Extract
Skip to content
New issue

Have a question about this project? Sign up for a free GitHub account to open an issue and contact its maintainers and the community.

By clicking “Sign up for GitHub”, you agree to our terms of service and privacy statement. We’ll occasionally send you account related emails.

Already on GitHub? Sign in to your account

Sudden gaps in turbine load #4965

Open
alexpyattaev opened this issue Feb 13, 2025 · 6 comments
Open

Sudden gaps in turbine load #4965

alexpyattaev opened this issue Feb 13, 2025 · 6 comments

Comments

@alexpyattaev
Copy link

alexpyattaev commented Feb 13, 2025

Problem

The load on turbine retransmit stage has a tendency to get 1-2 minute long "gaps" like this:
Image

Image

This happens on both testnet and mainnet.

Records shown

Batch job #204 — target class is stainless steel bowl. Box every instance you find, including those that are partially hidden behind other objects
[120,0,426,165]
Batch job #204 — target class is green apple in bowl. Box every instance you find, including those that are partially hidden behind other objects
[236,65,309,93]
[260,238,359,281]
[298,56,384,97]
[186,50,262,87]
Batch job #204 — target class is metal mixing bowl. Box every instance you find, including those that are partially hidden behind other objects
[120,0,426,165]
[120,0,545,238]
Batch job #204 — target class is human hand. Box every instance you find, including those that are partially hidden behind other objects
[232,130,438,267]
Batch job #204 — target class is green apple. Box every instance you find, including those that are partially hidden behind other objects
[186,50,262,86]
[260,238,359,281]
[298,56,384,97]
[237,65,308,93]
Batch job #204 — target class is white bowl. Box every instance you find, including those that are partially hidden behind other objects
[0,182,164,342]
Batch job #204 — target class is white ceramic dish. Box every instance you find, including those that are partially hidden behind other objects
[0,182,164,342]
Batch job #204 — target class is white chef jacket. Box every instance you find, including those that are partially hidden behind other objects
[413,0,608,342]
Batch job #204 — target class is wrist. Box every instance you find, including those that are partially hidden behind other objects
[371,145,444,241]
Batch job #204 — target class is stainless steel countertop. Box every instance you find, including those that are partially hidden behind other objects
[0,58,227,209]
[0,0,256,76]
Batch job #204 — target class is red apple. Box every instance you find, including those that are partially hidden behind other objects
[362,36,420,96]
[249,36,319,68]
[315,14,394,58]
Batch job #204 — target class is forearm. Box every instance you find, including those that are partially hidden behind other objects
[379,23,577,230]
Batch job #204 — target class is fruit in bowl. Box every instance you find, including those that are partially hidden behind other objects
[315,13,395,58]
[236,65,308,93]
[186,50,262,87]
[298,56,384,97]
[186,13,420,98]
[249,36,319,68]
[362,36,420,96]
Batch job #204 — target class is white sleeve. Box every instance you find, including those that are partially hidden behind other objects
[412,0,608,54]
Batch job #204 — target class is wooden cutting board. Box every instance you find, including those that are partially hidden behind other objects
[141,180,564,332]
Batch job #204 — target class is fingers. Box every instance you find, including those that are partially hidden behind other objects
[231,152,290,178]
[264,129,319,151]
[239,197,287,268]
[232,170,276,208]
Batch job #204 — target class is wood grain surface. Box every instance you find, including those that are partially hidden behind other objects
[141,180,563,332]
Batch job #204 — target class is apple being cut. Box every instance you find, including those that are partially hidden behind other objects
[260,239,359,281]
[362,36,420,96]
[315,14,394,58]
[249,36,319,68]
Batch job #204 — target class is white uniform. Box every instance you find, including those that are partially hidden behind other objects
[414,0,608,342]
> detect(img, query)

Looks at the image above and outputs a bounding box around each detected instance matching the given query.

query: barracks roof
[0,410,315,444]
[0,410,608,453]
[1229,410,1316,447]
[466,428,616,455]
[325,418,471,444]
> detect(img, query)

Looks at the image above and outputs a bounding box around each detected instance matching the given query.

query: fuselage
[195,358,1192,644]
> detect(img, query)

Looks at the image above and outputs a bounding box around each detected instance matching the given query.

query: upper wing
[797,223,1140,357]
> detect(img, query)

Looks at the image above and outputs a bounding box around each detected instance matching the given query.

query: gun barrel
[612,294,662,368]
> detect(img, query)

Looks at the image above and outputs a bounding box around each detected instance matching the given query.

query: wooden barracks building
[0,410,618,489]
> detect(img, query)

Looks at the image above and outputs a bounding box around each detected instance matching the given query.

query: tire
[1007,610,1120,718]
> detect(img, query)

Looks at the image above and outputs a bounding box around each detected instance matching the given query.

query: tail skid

Task instructions
Say whether each statement agrees with the turbine load issue, answering yes or no and quoting the deciding words: 1. The gaps in load last one to two minutes. 2. The problem shows up only on testnet. 3. The load in question is on the turbine retransmit stage.

Correct response
1. Yes: "1-2 minute long"
2. No: "This happens on both testnet and mainnet."
3. Yes: "The load on turbine retransmit stage"